WRITTEN TASK: Count the lines in the entries below that contain the string "snow", treating uppercase and lowercase as different. Give only the number.

Collected data entries:
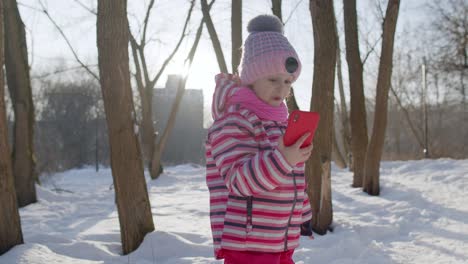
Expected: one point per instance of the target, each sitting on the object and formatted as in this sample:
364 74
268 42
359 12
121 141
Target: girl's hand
294 154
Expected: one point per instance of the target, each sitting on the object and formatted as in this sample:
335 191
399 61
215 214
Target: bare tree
371 183
161 144
359 136
342 113
214 36
278 12
277 8
318 167
10 225
450 40
19 85
145 85
127 170
236 33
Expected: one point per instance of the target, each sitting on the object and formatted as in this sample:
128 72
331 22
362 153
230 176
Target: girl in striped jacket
258 201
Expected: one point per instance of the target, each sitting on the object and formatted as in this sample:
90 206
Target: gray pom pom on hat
264 23
267 51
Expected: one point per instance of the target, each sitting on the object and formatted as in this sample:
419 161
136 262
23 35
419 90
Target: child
257 185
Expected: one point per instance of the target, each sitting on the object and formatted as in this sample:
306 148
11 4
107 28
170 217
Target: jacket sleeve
245 167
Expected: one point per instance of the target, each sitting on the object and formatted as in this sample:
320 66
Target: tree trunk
146 85
345 133
19 85
214 37
127 169
318 167
236 33
10 225
276 9
374 151
156 167
359 136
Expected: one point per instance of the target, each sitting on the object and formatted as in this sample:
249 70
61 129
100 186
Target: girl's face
273 89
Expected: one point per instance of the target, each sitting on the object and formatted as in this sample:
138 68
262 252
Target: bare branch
198 35
39 77
407 117
214 37
182 36
145 23
30 7
372 49
44 10
292 12
92 11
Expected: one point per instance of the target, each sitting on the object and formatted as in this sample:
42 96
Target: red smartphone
299 123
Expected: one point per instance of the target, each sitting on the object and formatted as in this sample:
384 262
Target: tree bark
276 9
336 153
214 37
359 136
374 152
156 167
10 224
146 85
236 33
318 167
127 168
343 110
19 85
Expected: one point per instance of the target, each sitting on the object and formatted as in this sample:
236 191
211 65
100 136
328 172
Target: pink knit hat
267 51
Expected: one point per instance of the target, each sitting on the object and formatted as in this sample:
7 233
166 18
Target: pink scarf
248 99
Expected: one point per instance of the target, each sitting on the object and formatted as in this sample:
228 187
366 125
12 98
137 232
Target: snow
421 216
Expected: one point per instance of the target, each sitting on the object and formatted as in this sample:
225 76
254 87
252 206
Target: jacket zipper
249 214
290 216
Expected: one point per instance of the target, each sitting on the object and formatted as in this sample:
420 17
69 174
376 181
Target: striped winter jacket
257 200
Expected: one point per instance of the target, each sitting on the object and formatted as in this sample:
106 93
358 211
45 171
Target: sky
420 217
48 50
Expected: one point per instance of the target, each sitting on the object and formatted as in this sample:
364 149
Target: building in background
186 141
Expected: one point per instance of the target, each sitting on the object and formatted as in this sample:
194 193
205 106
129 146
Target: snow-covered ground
421 216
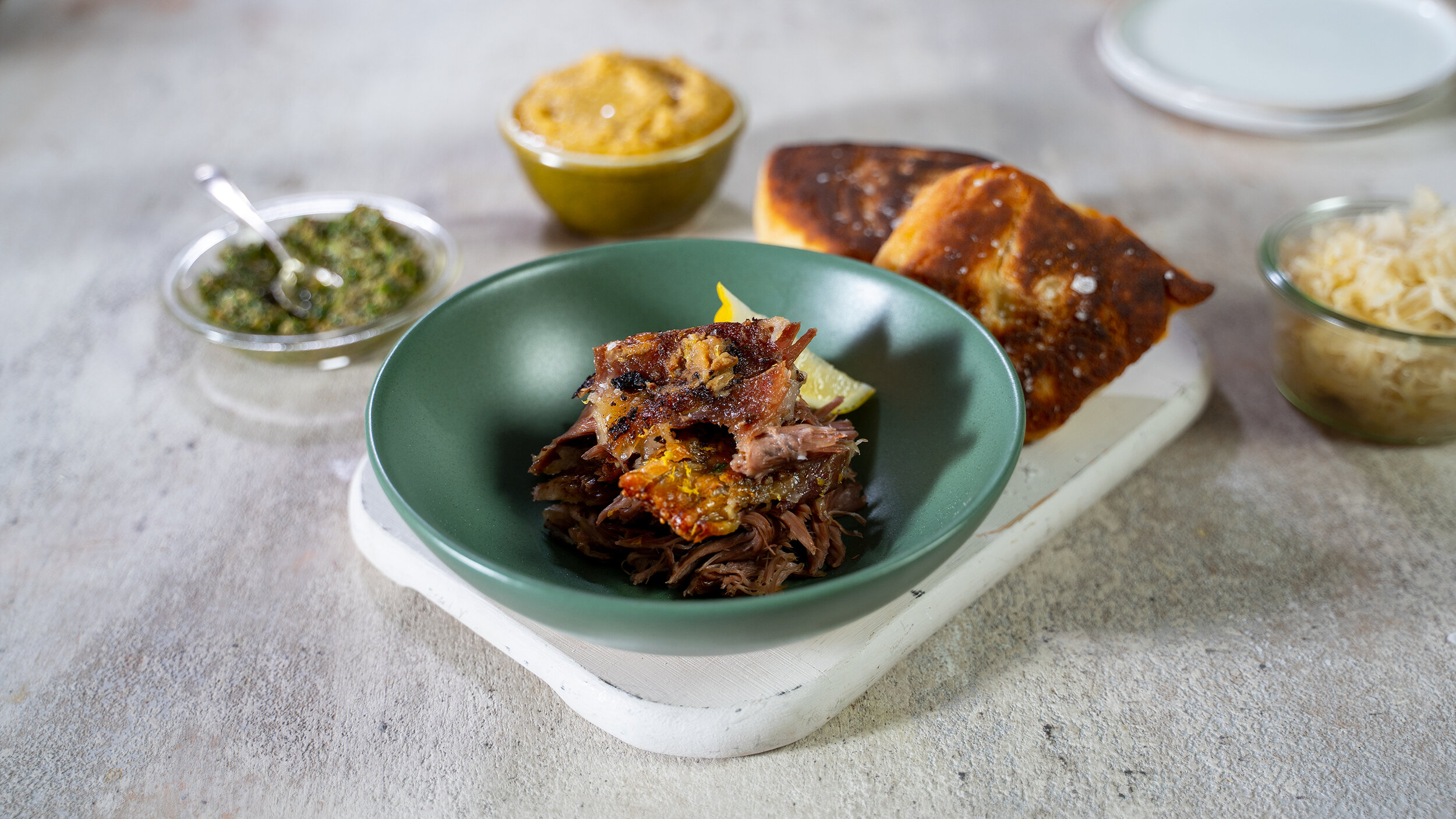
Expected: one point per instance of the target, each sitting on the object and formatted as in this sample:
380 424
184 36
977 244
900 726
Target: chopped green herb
382 270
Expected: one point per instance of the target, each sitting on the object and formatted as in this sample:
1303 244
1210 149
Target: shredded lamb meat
697 463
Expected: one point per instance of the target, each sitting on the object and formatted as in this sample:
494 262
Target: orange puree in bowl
610 104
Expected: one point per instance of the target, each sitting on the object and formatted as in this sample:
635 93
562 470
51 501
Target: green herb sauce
380 265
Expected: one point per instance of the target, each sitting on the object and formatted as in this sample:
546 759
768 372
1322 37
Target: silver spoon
286 284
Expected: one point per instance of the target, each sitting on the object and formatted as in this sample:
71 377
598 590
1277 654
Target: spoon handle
216 184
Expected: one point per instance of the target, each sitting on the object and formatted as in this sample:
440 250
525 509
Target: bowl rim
785 600
1323 211
549 156
298 205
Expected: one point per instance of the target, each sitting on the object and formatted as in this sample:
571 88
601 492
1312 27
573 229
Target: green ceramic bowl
481 383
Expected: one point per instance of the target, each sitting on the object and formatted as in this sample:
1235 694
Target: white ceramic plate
1282 66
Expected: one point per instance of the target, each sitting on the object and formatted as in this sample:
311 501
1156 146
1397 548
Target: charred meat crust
697 463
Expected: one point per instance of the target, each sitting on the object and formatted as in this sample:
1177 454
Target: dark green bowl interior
478 386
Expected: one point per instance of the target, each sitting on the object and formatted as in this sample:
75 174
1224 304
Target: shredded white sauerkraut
1397 270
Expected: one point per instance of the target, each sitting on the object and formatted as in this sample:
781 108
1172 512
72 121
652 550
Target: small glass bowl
333 348
1363 379
625 196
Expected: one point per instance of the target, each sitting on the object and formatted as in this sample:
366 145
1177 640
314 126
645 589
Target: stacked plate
1283 68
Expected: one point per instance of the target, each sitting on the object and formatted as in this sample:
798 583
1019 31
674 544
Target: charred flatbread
1070 295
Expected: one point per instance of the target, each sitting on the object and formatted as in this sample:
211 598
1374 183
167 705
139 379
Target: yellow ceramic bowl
625 196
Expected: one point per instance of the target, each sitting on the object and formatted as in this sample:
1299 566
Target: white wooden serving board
738 704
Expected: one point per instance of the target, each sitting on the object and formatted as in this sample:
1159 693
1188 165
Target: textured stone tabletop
1261 622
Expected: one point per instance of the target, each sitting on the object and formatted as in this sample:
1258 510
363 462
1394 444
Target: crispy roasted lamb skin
1070 295
697 462
843 198
738 376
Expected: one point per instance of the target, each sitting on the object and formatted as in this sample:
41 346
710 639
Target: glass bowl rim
1277 278
510 129
299 205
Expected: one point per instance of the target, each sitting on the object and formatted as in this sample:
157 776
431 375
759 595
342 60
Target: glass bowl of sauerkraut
1365 315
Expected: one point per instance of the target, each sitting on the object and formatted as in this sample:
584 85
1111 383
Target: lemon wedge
823 382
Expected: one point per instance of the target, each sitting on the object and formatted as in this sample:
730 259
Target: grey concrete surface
1257 623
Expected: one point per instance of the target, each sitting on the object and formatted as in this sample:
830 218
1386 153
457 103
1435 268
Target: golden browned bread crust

SOLUTION TO THIS PROBLEM: 2